Set task:
Could you write out all of the following data line for line, with no changes?

Input rows:
+===+

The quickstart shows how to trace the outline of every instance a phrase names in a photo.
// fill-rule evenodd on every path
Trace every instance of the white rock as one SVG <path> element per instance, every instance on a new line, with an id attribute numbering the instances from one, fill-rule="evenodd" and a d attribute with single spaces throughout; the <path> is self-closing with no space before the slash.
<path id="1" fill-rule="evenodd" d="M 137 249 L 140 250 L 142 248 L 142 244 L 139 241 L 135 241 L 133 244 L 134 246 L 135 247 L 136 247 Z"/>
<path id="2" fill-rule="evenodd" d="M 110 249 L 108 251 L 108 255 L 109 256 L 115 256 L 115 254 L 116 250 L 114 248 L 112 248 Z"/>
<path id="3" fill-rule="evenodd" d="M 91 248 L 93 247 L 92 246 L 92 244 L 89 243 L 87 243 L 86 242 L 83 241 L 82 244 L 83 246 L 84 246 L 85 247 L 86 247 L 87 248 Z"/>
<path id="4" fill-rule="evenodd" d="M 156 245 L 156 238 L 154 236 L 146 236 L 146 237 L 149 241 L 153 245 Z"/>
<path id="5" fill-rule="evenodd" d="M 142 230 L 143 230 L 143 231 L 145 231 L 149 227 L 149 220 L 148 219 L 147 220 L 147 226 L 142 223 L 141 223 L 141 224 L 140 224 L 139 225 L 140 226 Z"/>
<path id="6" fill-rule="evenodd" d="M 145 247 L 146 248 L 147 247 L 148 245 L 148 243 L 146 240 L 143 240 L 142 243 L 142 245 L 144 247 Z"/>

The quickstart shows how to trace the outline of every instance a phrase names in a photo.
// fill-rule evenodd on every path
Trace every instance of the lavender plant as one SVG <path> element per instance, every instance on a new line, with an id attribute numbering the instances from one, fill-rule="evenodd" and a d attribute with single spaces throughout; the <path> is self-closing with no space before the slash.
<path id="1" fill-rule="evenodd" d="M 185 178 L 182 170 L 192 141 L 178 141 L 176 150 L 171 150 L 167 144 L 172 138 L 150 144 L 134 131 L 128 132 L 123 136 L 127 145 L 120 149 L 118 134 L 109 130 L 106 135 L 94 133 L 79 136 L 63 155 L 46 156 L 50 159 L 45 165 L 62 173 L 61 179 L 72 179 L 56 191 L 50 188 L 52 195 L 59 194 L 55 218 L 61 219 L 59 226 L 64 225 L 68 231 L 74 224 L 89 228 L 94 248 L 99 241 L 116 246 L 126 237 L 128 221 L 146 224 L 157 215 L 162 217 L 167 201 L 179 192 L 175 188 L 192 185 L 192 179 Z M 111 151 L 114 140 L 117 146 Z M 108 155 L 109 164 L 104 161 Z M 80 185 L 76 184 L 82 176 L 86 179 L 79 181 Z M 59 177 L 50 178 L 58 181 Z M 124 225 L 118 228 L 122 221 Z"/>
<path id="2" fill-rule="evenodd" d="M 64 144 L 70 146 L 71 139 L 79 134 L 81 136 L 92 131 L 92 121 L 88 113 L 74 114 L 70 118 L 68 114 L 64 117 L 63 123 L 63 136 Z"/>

+===+

Result:
The quickstart shows how to trace the outline of every instance a phrase names in a photo.
// fill-rule evenodd on every path
Trace every instance of the white rock as one SVG <path> element per instance, every instance on a new line, with an id attribute numbering the instances from one, fill-rule="evenodd" and a d attribute with single spaces throughout; the <path> is self-closing with no space before the slash.
<path id="1" fill-rule="evenodd" d="M 137 249 L 140 250 L 142 248 L 142 244 L 139 241 L 135 241 L 133 244 L 134 246 L 135 247 L 136 247 Z"/>
<path id="2" fill-rule="evenodd" d="M 110 249 L 108 251 L 108 255 L 109 256 L 115 256 L 115 254 L 116 250 L 114 248 L 112 248 Z"/>
<path id="3" fill-rule="evenodd" d="M 91 248 L 93 247 L 92 246 L 92 244 L 89 243 L 87 243 L 86 242 L 83 241 L 82 244 L 83 246 L 84 246 L 85 247 L 86 247 L 87 248 Z"/>
<path id="4" fill-rule="evenodd" d="M 156 245 L 156 238 L 154 236 L 146 236 L 146 237 L 149 241 L 153 245 Z"/>
<path id="5" fill-rule="evenodd" d="M 142 230 L 143 230 L 143 231 L 145 231 L 149 227 L 149 220 L 148 219 L 147 220 L 147 226 L 142 223 L 141 223 L 141 224 L 140 224 L 139 225 L 140 226 Z"/>
<path id="6" fill-rule="evenodd" d="M 145 247 L 146 248 L 147 247 L 148 245 L 148 243 L 146 240 L 143 240 L 142 243 L 142 245 L 144 247 Z"/>

The quickstart shows how to trace the outline of every instance a phrase names in a photo.
// fill-rule evenodd on every path
Trace every instance of the lavender plant as one SVG <path> element per instance, every instance on a new line, with an id attribute numbering the instances from one, fill-rule="evenodd" and a d attribute with single spaces throughout; the <path> is self-closing with no space before the slash.
<path id="1" fill-rule="evenodd" d="M 185 178 L 182 170 L 192 141 L 178 141 L 176 150 L 171 150 L 167 144 L 172 138 L 150 144 L 134 131 L 128 132 L 123 136 L 127 145 L 120 149 L 118 134 L 109 130 L 106 135 L 94 133 L 79 136 L 63 155 L 46 156 L 50 159 L 45 165 L 62 173 L 61 179 L 72 179 L 56 191 L 50 188 L 52 195 L 59 194 L 55 218 L 61 219 L 59 226 L 64 225 L 68 231 L 74 224 L 89 228 L 94 248 L 99 241 L 116 246 L 126 237 L 128 221 L 146 224 L 157 215 L 162 217 L 167 201 L 179 192 L 175 188 L 192 185 L 192 179 Z M 111 151 L 114 140 L 117 146 Z M 108 155 L 109 164 L 104 161 Z M 80 185 L 76 184 L 82 176 L 86 179 L 79 181 Z M 59 177 L 50 178 L 58 181 Z M 124 225 L 118 228 L 122 221 Z"/>
<path id="2" fill-rule="evenodd" d="M 64 144 L 70 146 L 71 139 L 79 134 L 81 136 L 92 131 L 92 121 L 88 113 L 74 114 L 70 118 L 68 114 L 64 117 L 63 123 L 63 136 Z"/>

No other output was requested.